図1は、対照による、そして実施例組成物1~9による各スピナー試験後の代表的な軟鋼切取試片の写真を示す。切取試片の腐食の量及びピッチングが、写真に示されている。見られるように、対照切取試片は、広範囲にわたる腐食(写真上の暗い領域)を示す。本発明の好ましい実施形態に従う組成物(実施例2~3)に用いた切取試片は、もしあったとしてもほとんど、腐食もピッチングも示さない(写真上の暗い領域は極めて少ない)。腐食抑制のための、本発明の好ましい実施形態に従う3つ全ての成分を含有するが、2.5ppm(少なくとも3ppmのより好ましい量を下回る)のHPAしか含有していない実施例1に用いた切取試片は、対照及び比較例(比較例4~9)に勝る結果の向上を示すが、5ppmのHPAを用いた実施例2~3よりも僅かに多くの腐食を示す。比較組成物(比較例4~9)に用いた切取試片は、対照よりも顕著に良好であるが、実施例1~3によるよりも大きな腐食及びピッチングの証拠を示す。結果に基づくと、AAP、HPA、及び別のホスホン酸(当該実施例において、HEDP)の組合せは、相乗的に相互作用して、亜鉛、スズ、又は他の規制されている金属の使用を必要とせずとも腐食制御の向上を実現するのは明らかである。
【0026】
一部の先行技術の水処理腐食抑制組成物は、酸化殺生物剤を同系に用いて生物学的増殖を妨げる場合に、効果的な保護を実現しない。最も広く用いられている酸化殺生物剤は、塩素及び安定化臭素である。追加のスピナー腐食試験を、実施例組成物2及び3を用いて実行して、比較例組成物4(亜鉛のみ)及び7(HPAのみ)と、安定化臭素殺生物剤組成物(Chem-Aqua 42171として市販されている)の存在下で比較した。実施例組成物4及び7を選択した理由は、比較例のスピナー試験で最良の結果を示したためである。比較例4及び7は両方とも、低LSI水中でかなり適切に実施されるが、以下で考察するように、殺生物剤を加えると顕著に悪くなる。また、実施例4は、亜鉛を用いており、毒性が懸念されるため、使用が所望されない。先の試験と同様に、これらの試験は、4ppmの活性AA/AMPSコポリマー及び4ppmの活性TTAの存在下で実行した。40ppmのスラグ量(slug dose)の殺生物剤を、各スピナー試験の始めに(腐食抑制組成物を加えて、試験を始めた後に)加えて、約1ppmのFHR(遊離ハロゲン残基)をもたらした。

■ 提供データ:
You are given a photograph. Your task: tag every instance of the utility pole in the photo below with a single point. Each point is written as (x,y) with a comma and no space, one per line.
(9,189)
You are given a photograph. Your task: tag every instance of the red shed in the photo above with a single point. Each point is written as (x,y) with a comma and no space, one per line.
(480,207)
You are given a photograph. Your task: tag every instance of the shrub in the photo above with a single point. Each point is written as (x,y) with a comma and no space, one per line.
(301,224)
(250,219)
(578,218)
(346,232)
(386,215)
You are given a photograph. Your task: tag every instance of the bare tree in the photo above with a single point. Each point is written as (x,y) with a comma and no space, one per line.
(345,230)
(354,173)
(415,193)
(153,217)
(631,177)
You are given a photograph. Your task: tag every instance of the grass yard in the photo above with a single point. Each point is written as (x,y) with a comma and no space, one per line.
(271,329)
...
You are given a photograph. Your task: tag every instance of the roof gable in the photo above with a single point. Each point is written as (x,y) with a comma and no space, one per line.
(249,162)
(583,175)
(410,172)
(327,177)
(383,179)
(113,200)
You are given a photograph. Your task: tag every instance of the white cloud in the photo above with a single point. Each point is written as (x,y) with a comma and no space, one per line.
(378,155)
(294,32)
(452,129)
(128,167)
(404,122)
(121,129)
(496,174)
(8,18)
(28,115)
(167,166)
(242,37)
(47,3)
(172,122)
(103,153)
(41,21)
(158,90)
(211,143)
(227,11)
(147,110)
* * *
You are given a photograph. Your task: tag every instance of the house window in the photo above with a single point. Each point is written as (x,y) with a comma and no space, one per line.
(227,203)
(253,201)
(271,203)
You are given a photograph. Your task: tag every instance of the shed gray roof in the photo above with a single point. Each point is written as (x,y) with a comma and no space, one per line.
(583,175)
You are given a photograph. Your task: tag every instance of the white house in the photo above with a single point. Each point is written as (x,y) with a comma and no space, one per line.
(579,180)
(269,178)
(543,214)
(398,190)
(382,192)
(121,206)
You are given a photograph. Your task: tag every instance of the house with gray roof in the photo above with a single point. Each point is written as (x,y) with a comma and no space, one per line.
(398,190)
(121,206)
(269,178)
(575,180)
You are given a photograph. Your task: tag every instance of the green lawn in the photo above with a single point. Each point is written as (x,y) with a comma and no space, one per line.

■ 演習課題: 提供テキストの「図1は、対照による、そして実」から「を実現するのは明らかである。」まで（両端を含む）を、「切取試片」を「クーポン」に置き換えて更新し、示せ。

■ 課題結果:
図1は、対照による、そして実施例組成物1~9による各スピナー試験後の代表的な軟鋼クーポンの写真を示す。クーポンの腐食の量及びピッチングが、写真に示されている。見られるように、対照クーポンは、広範囲にわたる腐食(写真上の暗い領域)を示す。本発明の好ましい実施形態に従う組成物(実施例2~3)に用いたクーポンは、もしあったとしてもほとんど、腐食もピッチングも示さない(写真上の暗い領域は極めて少ない)。腐食抑制のための、本発明の好ましい実施形態に従う3つ全ての成分を含有するが、2.5ppm(少なくとも3ppmのより好ましい量を下回る)のHPAしか含有していない実施例1に用いたクーポンは、対照及び比較例(比較例4~9)に勝る結果の向上を示すが、5ppmのHPAを用いた実施例2~3よりも僅かに多くの腐食を示す。比較組成物(比較例4~9)に用いたクーポンは、対照よりも顕著に良好であるが、実施例1~3によるよりも大きな腐食及びピッチングの証拠を示す。結果に基づくと、AAP、HPA、及び別のホスホン酸(当該実施例において、HEDP)の組合せは、相乗的に相互作用して、亜鉛、スズ、又は他の規制されている金属の使用を必要とせずとも腐食制御の向上を実現するのは明らかである。